---------- Texto para leitura ----------

14. Conforme entendimento deste Tribunal Superior Eleitoral, “a configuração de propaganda eleitoral extemporânea negativa pressupõe pedido explícito de não voto ou, ainda, ato que macule a honra ou a imagem de pré-candidato ou divulgue fato sabidamente inverídico em seu desfavor” (AgR-REspe nº 0600018-36/SP, relator o Ministro Benedito Gonçalves, DJe de 25.5.2022; AgR-REspe nº 0600016-43/MA, relator o Ministro Luis Felipe Salomão, DJe de 13.12.2021).

O cenário apresenta demonstra que, do que alegado na petição inicial, não se evidencia a plausibilidade do direito sustentado, razão pela qual não se verifica a presença dos requisitos para o deferimento da tutela cautelar de urgência.

Não se verifica, portanto, a presença dos requisitos para o deferimento da tutela cautelar de urgência.

15.Pelo exposto, indefiro o requerimento de medida liminar.

----------

Tarefa proposta 1:
Conte quantas linhas dos dados do exercício contêm a palavra "notebook". Responda só com o número.
O texto acima e as linhas a seguir vêm de fontes diferentes.

---------- Dados do exercício ----------

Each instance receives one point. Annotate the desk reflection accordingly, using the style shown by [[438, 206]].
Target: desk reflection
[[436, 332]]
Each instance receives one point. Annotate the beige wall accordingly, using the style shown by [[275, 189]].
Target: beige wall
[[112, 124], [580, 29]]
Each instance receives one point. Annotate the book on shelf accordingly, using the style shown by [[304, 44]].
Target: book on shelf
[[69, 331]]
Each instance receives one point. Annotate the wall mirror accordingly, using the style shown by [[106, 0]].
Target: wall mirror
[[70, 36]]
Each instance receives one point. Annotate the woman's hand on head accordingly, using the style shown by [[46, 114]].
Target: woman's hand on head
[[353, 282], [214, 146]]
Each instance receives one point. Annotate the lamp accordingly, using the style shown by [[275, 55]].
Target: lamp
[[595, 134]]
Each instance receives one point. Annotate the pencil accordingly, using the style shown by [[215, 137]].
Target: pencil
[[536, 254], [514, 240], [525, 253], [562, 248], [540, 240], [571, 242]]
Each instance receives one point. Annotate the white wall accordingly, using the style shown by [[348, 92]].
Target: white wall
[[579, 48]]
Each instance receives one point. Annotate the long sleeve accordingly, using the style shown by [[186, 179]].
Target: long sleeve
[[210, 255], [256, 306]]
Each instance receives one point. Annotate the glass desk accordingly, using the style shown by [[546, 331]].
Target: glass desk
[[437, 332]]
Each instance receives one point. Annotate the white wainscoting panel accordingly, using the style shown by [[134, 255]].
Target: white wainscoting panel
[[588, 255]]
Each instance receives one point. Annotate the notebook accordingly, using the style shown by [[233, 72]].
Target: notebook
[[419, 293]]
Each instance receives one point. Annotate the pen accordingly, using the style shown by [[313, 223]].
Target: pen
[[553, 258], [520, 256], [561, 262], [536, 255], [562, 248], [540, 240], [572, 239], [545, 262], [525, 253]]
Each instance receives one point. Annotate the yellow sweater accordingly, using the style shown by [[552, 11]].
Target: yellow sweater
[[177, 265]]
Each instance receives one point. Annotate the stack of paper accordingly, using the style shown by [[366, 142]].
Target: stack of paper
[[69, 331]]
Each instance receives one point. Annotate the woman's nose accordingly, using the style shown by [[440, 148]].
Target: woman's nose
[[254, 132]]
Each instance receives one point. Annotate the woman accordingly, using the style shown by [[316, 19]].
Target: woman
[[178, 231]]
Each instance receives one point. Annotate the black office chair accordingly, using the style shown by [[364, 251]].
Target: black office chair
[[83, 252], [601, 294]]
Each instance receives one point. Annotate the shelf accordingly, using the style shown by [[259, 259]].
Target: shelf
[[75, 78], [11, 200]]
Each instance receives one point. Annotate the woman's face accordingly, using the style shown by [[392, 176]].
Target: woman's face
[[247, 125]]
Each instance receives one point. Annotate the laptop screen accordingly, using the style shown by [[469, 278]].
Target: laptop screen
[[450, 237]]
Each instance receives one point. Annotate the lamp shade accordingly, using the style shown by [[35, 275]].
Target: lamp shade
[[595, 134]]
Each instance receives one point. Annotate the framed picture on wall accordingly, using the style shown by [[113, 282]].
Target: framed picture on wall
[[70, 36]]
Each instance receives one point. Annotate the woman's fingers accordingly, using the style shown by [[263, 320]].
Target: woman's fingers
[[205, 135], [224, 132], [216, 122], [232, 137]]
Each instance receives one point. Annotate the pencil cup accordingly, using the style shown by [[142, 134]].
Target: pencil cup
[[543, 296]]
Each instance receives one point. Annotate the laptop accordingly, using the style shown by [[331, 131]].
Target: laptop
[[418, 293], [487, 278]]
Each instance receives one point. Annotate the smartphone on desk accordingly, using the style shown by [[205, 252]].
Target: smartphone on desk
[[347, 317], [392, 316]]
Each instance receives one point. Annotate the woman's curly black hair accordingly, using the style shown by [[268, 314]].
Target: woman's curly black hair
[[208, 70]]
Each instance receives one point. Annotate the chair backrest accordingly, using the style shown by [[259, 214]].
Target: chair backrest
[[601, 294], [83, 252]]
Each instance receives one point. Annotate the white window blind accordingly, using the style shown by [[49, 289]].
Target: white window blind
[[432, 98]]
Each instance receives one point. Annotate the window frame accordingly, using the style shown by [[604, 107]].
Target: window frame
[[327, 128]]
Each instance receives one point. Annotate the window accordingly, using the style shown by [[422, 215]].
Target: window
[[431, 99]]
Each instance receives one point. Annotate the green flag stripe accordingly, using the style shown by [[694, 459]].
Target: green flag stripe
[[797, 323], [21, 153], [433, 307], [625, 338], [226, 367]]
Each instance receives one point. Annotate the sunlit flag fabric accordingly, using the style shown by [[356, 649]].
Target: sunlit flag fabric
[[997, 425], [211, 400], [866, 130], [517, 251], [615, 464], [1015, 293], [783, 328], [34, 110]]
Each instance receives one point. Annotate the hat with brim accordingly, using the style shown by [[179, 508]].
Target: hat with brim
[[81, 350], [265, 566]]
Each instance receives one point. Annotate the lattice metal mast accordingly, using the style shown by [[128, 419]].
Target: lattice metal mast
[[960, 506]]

----------

Tarefa proposta 2:
No texto para leitura, qual requerimento é indeferido no item 15?

Solução escrita 1:
2

Solução escrita 2:
O requerimento de medida liminar.